近年、年を追うごとにNPV、CVPの出題内容が複雑になっています。例えば自分が初めて受験したH28年の事例Ⅳ、当時は50点しかとれませんでしたが、2次敗退したH29年、「事例Ⅳが去年くらいの難易度ならなぁ」と思うくらいNPV、CVPともに基本的な論点が問われていました。
NPVは年々与えられる条件が多く複雑となり、CVPも2年ほど前から利益や売上によって変動費率が変化するなど一筋縄ではいかない問題となってきています。
難しくなるとどうなるのか?それは
多くの受験生が間違えます。
昨年の事例Ⅳについて、タキメン含めてまわりの診断士試験合格者に聞きましたが
NPV、CVPを全問正解した人には出会っていません。
令和3年度の2次試験終了後、某予備校に再現答案を提出して採点してもらったのですが、返ってきたコメントの中にも「再現答案を送ってきた受験生の中でNPV全問正解者はほとんどいません。」と書かれていました。
もちろんファイナンスを本業としている公認会計士や財務DD担当のコンサルタントなど80分の間に解ける人はいますが、普段ファイナンスに触れてない受験生にとっては「付け焼き刃程度の勉強では歯が立たない」難易度になっています。
■事例Ⅳで本当に大事なこと
以上の分析結果より導き出されること、それは
NPV、CVPは捨てても良い!
捨てても良い!まですると言い過ぎかもしれませんが、難化した問題に対して、時間のほとんどを使って取り組むのは、80分という限られた時間の中では得策ではありません。もちろんできれば設問1くらいは取りたいところではありますが、難易度を見極めて「捨てるものは捨てる」という判断が重要になります。
ではどこに注力するべきか?
上記にもあげましたが本当に大事なのは
経営分析
記述問題
まず、経営分析について、毎年問われる論点であり、多くの受験生が勉強をしてきている範囲なので受験生間での差はつきにくい範囲です。経営分析解く上で重要なこと、それは
過度な時間をかけない。
毎年聞かれていて毎年同じような解答内容になります。タキメンの中でもすべての指標を計算していた、という人もいましたが自分の場合はある程度決め打ちでのぞんでいました。
収益性:売上高総利益率
効率性:有形固定資産回転率、棚卸資産回転率を頭にいれて与件文から判断
安全性:当座比率
もちろん与件文で販売管理費の話があれば売上高営業利益率、支払利息云々なら売上高経常利益率、長期借入金が多ければ負債比率、状況に応じて変えていましたが一番意識していたことは
経営分析の解答に時間をかけないこと
毎回かける時間は15分を目処にしていました。
本来、売上高営業利益率が最適な解答のところに売上高総利益率と書いても、それが設問要求(同業他社比、前年同期比)で辻褄が合ってれば多少減点されるとはいえ不正解になることはないと思います。それよりも限られた時間の中で経営分析以外にも多くの問題を解いていかなければならないため経営分析はできるだけ短時間で解くようにしていました。
次に記述問題ですが重要なことがふたつあります。

┄┄┄┄┄┄┄┄┄┄┄┄┄┄┄┄┄┄┄┄

**演習課題:**
[A] 事例Ⅳ対策の文章について、次の問いに答えなさい。
(i) 筆者が初めて受験したのは何年の事例Ⅳか。
(ii) 筆者が経営分析に毎回かける時間の目処は何分か。
(iii) 筆者が安全性の指標として決め打ちしていたものは何か。
[B] 事例Ⅳ対策の文章が途切れた箇所から話を引き取り、続きを書きなさい。
このあとのエントリーは、事例Ⅳ対策の文章とは関係がない。

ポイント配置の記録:
┄┄┄┄┄┄┄┄┄┄┄┄┄┄┄┄┄┄┄┄

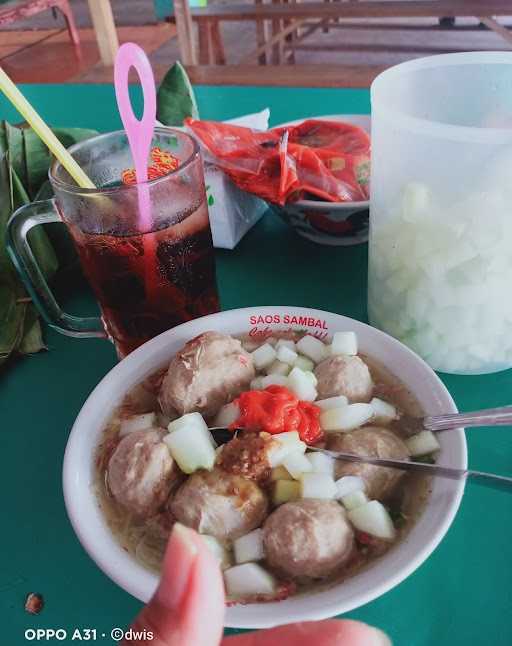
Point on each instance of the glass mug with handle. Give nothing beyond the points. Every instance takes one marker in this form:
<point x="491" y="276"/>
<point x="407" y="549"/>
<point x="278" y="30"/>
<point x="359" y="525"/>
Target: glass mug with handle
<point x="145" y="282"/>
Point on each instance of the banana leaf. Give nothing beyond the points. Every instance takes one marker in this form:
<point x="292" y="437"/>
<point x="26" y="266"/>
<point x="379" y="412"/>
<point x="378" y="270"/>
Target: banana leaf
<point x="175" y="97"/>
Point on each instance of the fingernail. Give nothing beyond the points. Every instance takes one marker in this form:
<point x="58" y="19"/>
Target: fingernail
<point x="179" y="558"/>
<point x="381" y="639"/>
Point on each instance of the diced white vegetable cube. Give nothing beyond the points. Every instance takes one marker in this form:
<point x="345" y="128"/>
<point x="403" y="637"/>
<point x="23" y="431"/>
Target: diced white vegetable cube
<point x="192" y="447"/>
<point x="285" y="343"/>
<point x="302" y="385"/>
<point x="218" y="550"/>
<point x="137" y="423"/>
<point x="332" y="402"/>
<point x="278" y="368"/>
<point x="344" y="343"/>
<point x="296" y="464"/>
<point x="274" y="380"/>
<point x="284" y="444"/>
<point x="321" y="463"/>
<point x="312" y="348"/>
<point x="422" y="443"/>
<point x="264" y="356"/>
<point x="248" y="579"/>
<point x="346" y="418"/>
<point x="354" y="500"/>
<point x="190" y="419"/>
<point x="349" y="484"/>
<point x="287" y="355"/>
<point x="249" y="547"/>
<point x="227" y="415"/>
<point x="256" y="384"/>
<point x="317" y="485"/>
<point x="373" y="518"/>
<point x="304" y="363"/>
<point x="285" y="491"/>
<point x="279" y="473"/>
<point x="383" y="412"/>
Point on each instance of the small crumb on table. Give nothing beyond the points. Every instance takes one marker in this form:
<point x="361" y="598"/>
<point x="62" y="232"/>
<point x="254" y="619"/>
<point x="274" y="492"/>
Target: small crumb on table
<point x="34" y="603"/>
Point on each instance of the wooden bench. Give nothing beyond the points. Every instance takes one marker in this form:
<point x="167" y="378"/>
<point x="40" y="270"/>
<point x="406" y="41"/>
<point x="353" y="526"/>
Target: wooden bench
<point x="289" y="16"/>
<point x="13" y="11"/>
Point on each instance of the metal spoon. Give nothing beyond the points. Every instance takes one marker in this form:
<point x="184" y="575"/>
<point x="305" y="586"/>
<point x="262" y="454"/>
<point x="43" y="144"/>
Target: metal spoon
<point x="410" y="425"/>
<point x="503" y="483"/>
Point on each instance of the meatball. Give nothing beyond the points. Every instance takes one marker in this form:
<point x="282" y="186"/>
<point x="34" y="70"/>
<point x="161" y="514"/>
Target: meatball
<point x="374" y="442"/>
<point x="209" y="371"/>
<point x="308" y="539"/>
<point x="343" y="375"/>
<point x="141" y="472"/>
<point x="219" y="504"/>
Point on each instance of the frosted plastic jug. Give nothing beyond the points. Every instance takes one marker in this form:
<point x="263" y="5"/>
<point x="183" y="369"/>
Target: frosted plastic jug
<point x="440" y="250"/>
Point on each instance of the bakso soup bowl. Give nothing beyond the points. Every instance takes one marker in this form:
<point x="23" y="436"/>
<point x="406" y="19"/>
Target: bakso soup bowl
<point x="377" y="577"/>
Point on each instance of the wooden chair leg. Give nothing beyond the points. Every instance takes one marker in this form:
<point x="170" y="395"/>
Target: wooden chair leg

┄┄┄┄┄┄┄┄┄┄┄┄┄┄┄┄┄┄┄┄

**解答例:**
[A]
(i) H28年
(ii) 15分
(iii) 当座比率

[B]
最後に解かない
なんでもいいから書く
まず解答する順番ですがたいてい記述問題は最後の方に出題され、そこに至るまでにNPVやCVPの計算問題が出題されます。上から解答していくと計算問題に時間が取られ、結果最後の記述問題にかける時間がなくなる、ということに陥ります。NPVやCVPは設問を見た上で「今取り組むのか?それとも後回しにするのか?」を判断して記述問題に取り組む時間を失わないようにしてください。
大抵の場合、記述問題は「いままでほとんど出題されていない範囲から」出題されます。なので事前の対応が非常に難しい部分です。
過去出題された範囲の中では、実はイケカコでは取り上げられていてイケカコを勉強していた受験生はそれほど苦にはならなかったこともあったのですが、それもだいぶ出し尽くされており、本年度の出題も思いもよらない範囲から出題されるかもしれません。(1次財務会計の出題傾向から見ると会計論あたりの論点は怪しいですが)
全然解答が思いつかないことを問われた際、大事なのは
事例文でも設問文でもなんでもいいから用語を拾って書く
合ってなくてもいいんです(暴論)。白紙では点は入りません。事例文でも設問文でもそこから用語を拾って記述すれば「一見合ってそう」な解答は書けます。例えば事例Ⅰでは与件文にろくにヒントがない問題も出題されますが、皆さんはそのような場合でも1次知識を使いながら解答骨子を組み立てているはずです。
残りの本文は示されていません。